» Given task 1
According to the ucc component documentation, what is the default value of coll_ucc_np?

» Document text
<<<<

11.4.3. The ucc Component

The ucc collective component uses the Unified Collective Communication (UCC) library to offload selected MPI collective operations to UCC. This component is useful on systems where UCC has been configured for the target transport or accelerator environment.

11.4.3.1. Building with UCC

Open MPI must be configured with UCC support:

shell$ ./configure --with-ucc=/path/to/ucc-install

If UCC support is explicitly requested and the UCC headers and library cannot be found, configure aborts. The ucc component is disabled when Open MPI is configured with progress thread support, because the UCC driver does not currently support progress threads.

11.4.3.2. Enabling the Component

The component is not enabled by default. Enable it at run time and give it a high enough priority to be selected:

shell$ mpirun --mca coll_ucc_enable 1 \
              --mca coll_ucc_priority 100 \
              -np 64 ./my_mpi_app

The ucc component is considered only for intracommunicators whose size is at least coll_ucc_np. The default value of coll_ucc_np is 2.

11.4.3.3. UCC Layers and Protocols

For each MPI communicator selected for UCC, Open MPI creates a UCC team: the UCC group object used to initialize and execute collective operations. Inside UCC, collective implementations are selected through two kinds of layers:

  • Collective layers (CLs), such as basic and hier, decide how a collective is decomposed.

  • Team layers (TLs), such as ucp, self, cuda, nccl, rccl, sharp, and mlx5, provide the underlying transport or accelerator implementation.

For example, the ucp TL uses UCX/UCP transports such as InfiniBand, RoCE, and shared memory; sharp uses SHARP in-network collective offload; and nccl or rccl can be used for GPU collectives on CUDA or ROCm memory.

The basic CL is the general-purpose layer. The hier CL can use system hierarchy when it is available; for example, it may split work across NODE and NET subgroups, plus the FULL group, and then pipeline phases through different TLs. A typical hierarchical protocol could use an intra-node reduction, an inter-node operation such as SHARP, and an intra-node broadcast.

The exact CLs, TLs, and algorithms available depend on how UCC was built. Use UCC’s own tools to inspect the installed library:

shell$ ucc_info -s   # Show available CLs and TLs
shell$ ucc_info -A   # Show supported collective algorithms
shell$ ucc_info -caf # Show UCC configuration variables

Open MPI’s coll_ucc_cls MCA parameter is passed to UCC as its CLS setting. It can be used to restrict team creation to specific UCC collective layers, for example:

shell$ mpirun --mca coll_ucc_enable 1 \
              --mca coll_ucc_cls hier \
              ./my_mpi_app

For lower-level TL tuning, use UCC environment variables such as UCC_TL_<NAME>_TUNE or a UCC configuration file. UCC scores TLs based on factors including the collective type, message size, memory type, and team size.

>>>>

» Given task 2
Find each line in the entries below that contains the string "building", and copy those lines.

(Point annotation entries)
<<<<

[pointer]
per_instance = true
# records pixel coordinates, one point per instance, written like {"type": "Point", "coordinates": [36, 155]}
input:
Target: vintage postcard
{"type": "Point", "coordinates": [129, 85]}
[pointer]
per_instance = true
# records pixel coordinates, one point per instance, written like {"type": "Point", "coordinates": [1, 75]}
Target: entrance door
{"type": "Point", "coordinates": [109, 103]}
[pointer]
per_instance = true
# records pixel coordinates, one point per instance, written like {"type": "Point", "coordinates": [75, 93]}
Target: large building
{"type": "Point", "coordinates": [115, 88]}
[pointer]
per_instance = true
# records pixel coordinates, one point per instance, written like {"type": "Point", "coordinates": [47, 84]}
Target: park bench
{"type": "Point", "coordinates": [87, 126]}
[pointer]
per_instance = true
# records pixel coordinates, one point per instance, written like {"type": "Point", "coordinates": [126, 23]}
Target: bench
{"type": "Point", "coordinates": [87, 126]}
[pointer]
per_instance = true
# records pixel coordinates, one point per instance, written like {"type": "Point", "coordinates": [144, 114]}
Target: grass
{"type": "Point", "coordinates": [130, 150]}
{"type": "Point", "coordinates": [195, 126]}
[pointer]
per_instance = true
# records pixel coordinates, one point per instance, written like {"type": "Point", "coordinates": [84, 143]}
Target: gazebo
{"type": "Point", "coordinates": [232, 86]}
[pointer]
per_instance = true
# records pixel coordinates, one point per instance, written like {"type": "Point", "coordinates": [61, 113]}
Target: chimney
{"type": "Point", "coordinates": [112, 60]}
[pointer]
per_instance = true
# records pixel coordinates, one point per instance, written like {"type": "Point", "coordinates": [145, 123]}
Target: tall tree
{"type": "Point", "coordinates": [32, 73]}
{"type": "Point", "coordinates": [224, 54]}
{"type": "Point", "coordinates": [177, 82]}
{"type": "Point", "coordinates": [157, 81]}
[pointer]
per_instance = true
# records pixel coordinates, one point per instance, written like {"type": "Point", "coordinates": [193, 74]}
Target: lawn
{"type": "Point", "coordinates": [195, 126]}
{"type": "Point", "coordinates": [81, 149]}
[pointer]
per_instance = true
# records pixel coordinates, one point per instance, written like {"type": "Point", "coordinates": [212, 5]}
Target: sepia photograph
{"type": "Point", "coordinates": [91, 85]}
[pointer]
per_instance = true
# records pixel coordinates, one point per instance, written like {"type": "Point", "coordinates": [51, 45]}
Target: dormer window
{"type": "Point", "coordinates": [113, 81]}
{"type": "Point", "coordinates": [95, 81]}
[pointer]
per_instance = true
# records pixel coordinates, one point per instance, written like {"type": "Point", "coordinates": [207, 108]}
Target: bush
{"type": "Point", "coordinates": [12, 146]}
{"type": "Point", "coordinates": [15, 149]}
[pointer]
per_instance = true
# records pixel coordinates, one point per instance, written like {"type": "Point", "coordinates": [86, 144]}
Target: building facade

>>>>

» Written reply 1
2

» Written reply 2
Target: large building
Target: building facade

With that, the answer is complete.